ACTIONS TO TAKE:
1/ Decide whether each statement agrees with the review of Cunningham's paintings: (a) Turning is the only work in the show with a vertical format; (b) Cunningham's sfumato technique builds the image with one thick glaze; (c) the artist's statement appears in the gallery handout. Answer yes or no for each and quote the words of the review that settle it.
2/ Please reproduce the stretch of the Cunningham review from "The work could" through "subdued, abstract pictorialism.".
3/ Take the review of Cunningham's paintings further, starting after its last sentence.

EXCERPT:

-- Begin --

The work could be looked at as a metaphor for the process
of creation itself - let there be light - and Cunningham's
painting process is aptly suited to this theme. The artist's
sfumato technique involves a painstaking glazing process,
with thin glaze after thin glaze built up to achieve a
gently subdued, abstract pictorialism.
The artist
states, in the gallery handout, that he works "with his
medium in a reduced way to suggest interior spaces whose
meaning is left open with the viewer to create their own
narrative." In Turning, the only piece in the show
of a portrait/vertical format, Cunningham has created
an image which glows and shimmers with a red-and-orange
haze that has a transcendental quality. It is a glow that
one would associate with Renaissance altar pieces. It
is a religious image without the object; what remains
is its aura, its afterglow. And for me the aura best describes
the presences that are to be found in Cunningham's more
refined works. In The work of art in the age of mechanical
reproduction Walter Benjamin1
writes about the aura of the work of art being linked
with and formed in the creative process itself. "...the
existence of the work of art with reference to its aura
is never entirely separated from its ritual function.

-- End --

EXCERPTED DATA:
-- Begin --

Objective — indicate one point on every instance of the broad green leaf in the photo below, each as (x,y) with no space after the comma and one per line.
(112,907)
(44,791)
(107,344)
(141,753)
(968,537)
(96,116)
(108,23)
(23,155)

-- End --
-- Begin --

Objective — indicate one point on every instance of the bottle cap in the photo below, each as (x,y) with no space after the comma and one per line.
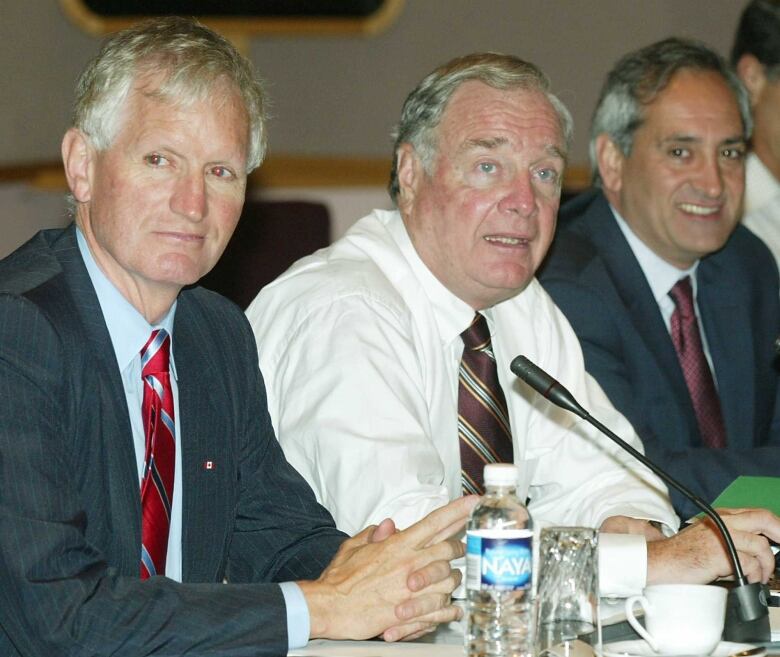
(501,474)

-- End --
-- Begin --

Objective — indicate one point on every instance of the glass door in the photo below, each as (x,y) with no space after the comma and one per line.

-- End --

ANSWERS TO THE EXERCISES:
1/
(a) Yes: "the only piece in the show of a portrait/vertical format"
(b) No: "with thin glaze after thin glaze built up"
(c) Yes: "states, in the gallery handout"

2/
The work could be looked at as a metaphor for the process
of creation itself - let there be light - and Cunningham's
painting process is aptly suited to this theme. The artist's
sfumato technique involves a painstaking glazing process,
with thin glaze after thin glaze built up to achieve a
gently subdued, abstract pictorialism.

3/
In other words the unique value of the authentic work
of art has its basis in ritual."2
Cunningham's
pictorialism crystallises this process of creation in
the realm of the ritual. They are works in which the image
is an embodiment of the method of process. They visually
illustrate this process: the formation of the aura.
For me,
Cunningham's most visually successful piece, Soften,
is also the artist's least refined image. The space which
the artist has created (suggested) within the picture
is a space that is different from what is perceived to
exist in the other four works. In its ambiguous spatial
structures exist not just one main element but a number
of elements, a predominant black area and three hazy glowing
ochre areas. The darkness, which acts as a backdrop, a
framing device in the other works, is here very much an
essential part of the environment. It seems to be hiding,
covering off areas of the picture. It is an expansive
space; the dark and glowing areas bleed off the picture
plane; there is no centre. The work's beginning and ending
remain ambiguous. It encroaches the space of the viewer
and, because of its large scale, it is effective as a
poetic space of the mind which the viewer can engage with
and explore.
Paul
Aherne is an artist based in Contact Studios, Limerick.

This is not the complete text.